- **SELECTION**
To understand the reason, let’s analyze the code. When the program starts, the main task does all the declarations and initializations, and then, it enters the main loop of the simulation (the while loop). Inside this loop, the parallel tasks are launched for the first time. When these tasks finish their computations, the main task resumes its execution, it updates delta and T, and everything is repeated again. So, in essence, parallel tasks are launched and terminated 7750 times, which introduces a significant amount of overhead (the time the system needs to effectively start and destroy tasks in the specific hardware, at each iteration of the while loop).

Clearly, a better approach would be to launch the parallel tasks just once, and have them execute all the time steps, before resuming the main task to print the final results.

Let’s copy parallel1.chpl into parallel2.chpl and then start editing the latter. We’ll make the following changes:

Move the rows

  coforall taskid in 0..coltasks*rowtasks-1 { // each iteration processed by a separate task
    var row1, row2, col1, col2: int;
    row1 = taskid/coltasks*nr + 1;
    row2 = taskid/coltasks*nr + nr;
    if row2 == rowtasks*nr then row2 += rr; // add rr rows to the last row of tasks
    col1 = taskid%coltasks*nc + 1;
    col2 = taskid%coltasks*nc + nc;
    if col2 == coltasks*nc then col2 += rc; // add rc columns to the last column of tasks

and the corresponding closing bracket } of this coforall loop outside the while loop, so that while is now nested inside coforall.

Since now copying Tnew into T is a local operation for each task, i.e. we should replace T = Tnew; with

T[row1..row2,col1..col2] = Tnew[row1..row2,col1..col2];

But this is not sufficient! We need to make sure we finish computing all elements of Tnew in all tasks before computing the greatest temperature difference delta. For that we need to synchronize all tasks, right after computing Tnew. We’ll also need to synchronize tasks after computing delta and T from Tnew, as none of the tasks should jump into the new iteration without having delta and T! So, we need two synchronization points inside the coforall loop.

Define two atomic variables that we’ll use for synchronization

var lock1, lock2: atomic int;

and add after the (i,j)-loops to compute Tnew the following:

lock1.add(1);   // each task atomically adds 1 to lock
lock1.waitFor(coltasks*rowtasks*count);   // then it waits for lock to be equal coltasks*rowtasks

and after T[row1..row2,col1..col2] = Tnew[row1..row2,col1..col2]; the following:

lock2.add(1);   // each task atomically subtracts 1 from lock
lock2.waitFor(coltasks*rowtasks*count);   // then it waits for lock to be equal 0

Notice that we have a product coltasks*rowtasks*count, since lock1/lock2 will be incremented by all tasks at all iterations.

Move var count = 0: int; into coforall so that it becomes a local variable for each task. Also, remove count instance (in writeln()) after coforall ends.
Make delta atomic:

var delta: atomic real;    // the greatest temperature difference between Tnew and T
...

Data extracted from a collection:

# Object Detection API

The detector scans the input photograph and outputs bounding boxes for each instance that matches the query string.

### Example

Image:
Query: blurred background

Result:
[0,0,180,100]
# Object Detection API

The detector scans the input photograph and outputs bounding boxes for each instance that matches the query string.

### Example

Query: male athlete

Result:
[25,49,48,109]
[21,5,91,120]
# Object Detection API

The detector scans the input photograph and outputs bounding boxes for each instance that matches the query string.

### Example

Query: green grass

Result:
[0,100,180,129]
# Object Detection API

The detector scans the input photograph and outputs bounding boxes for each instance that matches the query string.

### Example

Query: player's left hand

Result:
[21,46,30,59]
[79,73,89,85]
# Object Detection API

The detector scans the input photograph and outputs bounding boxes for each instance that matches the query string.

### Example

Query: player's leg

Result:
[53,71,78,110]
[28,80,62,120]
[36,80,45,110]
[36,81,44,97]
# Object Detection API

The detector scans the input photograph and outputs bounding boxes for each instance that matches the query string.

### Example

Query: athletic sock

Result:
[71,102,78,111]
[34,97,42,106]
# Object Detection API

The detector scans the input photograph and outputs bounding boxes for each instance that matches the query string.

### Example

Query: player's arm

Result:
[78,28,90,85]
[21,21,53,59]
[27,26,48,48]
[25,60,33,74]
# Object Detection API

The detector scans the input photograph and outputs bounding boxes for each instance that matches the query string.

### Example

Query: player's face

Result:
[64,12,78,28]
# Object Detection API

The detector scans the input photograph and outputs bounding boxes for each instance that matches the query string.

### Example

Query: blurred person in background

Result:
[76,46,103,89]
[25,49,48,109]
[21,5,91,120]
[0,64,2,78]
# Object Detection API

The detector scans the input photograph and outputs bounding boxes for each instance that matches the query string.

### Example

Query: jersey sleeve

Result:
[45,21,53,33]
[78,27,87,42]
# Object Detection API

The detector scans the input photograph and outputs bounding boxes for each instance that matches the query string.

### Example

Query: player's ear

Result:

- **REQUIREMENTS**
#1 Reproduce the portion of the Chapel tutorial starting at "Since now copying" and ending at "the coforall loop.".
#2 Proceed with the Chapel tutorial from the point where it stops.

- **ANSWERS FOR THIS EXERCISE**
#1
Since now copying Tnew into T is a local operation for each task, i.e. we should replace T = Tnew; with

T[row1..row2,col1..col2] = Tnew[row1..row2,col1..col2];

But this is not sufficient! We need to make sure we finish computing all elements of Tnew in all tasks before computing the greatest temperature difference delta. For that we need to synchronize all tasks, right after computing Tnew. We’ll also need to synchronize tasks after computing delta and T from Tnew, as none of the tasks should jump into the new iteration without having delta and T! So, we need two synchronization points inside the coforall loop.

#2
delta.write(tolerance*10); // some safe initial large value
...
while (count < niter && delta.read() >= tolerance) {

Define an array of local delta’s for each task and use it to compute delta:

var arrayDelta: [0..coltasks*rowtasks-1] real;
...
var tmp: real;  // inside coforall
...
tmp = 0;        // inside while
...
tmp = max(abs(Tnew[i,j]-T[i,j]),tmp);    // next line after Tnew[i,j] = ...
...
arrayDelta[taskid] = tmp;   // right after (i,j)-loop to compute Tnew[i,j]
...
if taskid == 0 then {       // compute delta right after lock1.waitFor()
    delta.write(max reduce arrayDelta);
    if count%nout == 0 then writeln('Temperature at iteration ', count, ': ', Tnew[iout,jout]);
}

Remove the original T[iout,jout] output line.
Finally, move the boundary conditions (right+bottom edges) before the while loop. Why can we do it now?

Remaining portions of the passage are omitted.